◆ REQUIRED WORK: Which lines in the listing below contain the word "every"? Filter them out and copy each one unchanged.
DATA PROVIDED start
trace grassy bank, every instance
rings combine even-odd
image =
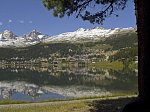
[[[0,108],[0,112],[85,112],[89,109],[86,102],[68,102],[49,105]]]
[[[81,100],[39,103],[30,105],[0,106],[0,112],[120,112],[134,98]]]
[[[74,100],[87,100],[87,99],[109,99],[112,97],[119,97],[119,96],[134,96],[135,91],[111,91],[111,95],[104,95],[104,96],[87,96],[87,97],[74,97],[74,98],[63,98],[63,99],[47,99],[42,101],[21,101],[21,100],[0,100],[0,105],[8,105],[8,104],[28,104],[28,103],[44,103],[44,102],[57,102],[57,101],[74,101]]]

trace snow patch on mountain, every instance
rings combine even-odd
DATA PROVIDED end
DATA PROVIDED start
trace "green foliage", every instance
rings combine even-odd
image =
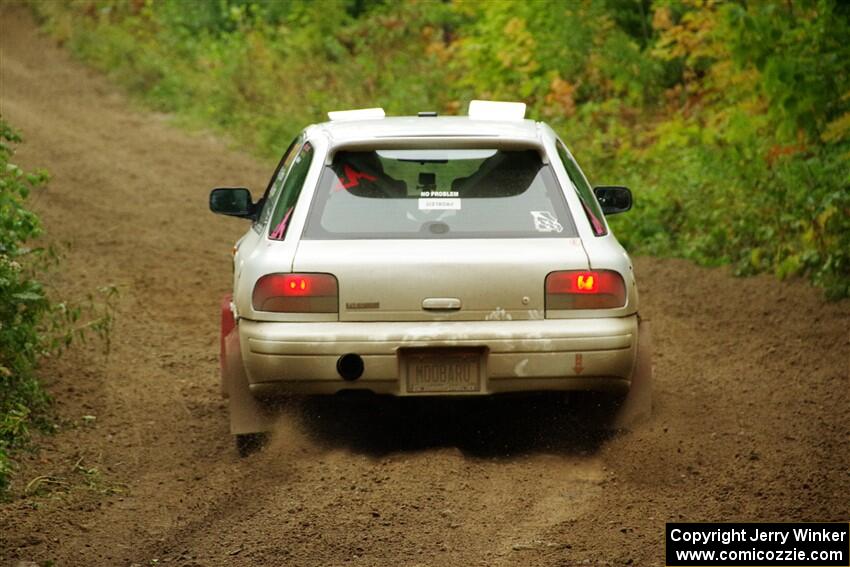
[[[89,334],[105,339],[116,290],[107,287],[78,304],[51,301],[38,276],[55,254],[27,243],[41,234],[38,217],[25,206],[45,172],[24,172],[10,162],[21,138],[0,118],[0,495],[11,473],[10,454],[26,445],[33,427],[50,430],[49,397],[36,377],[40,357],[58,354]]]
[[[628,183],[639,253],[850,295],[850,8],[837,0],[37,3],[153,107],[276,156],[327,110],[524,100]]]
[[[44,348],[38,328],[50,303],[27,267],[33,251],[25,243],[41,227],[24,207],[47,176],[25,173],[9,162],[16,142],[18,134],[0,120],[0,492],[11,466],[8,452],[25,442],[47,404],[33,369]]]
DATA PROVIDED end
◆ RESULT OF THIS TASK:
trace grassy bank, every instance
trace snow patch on mountain, every instance
trace "green foliage", every instance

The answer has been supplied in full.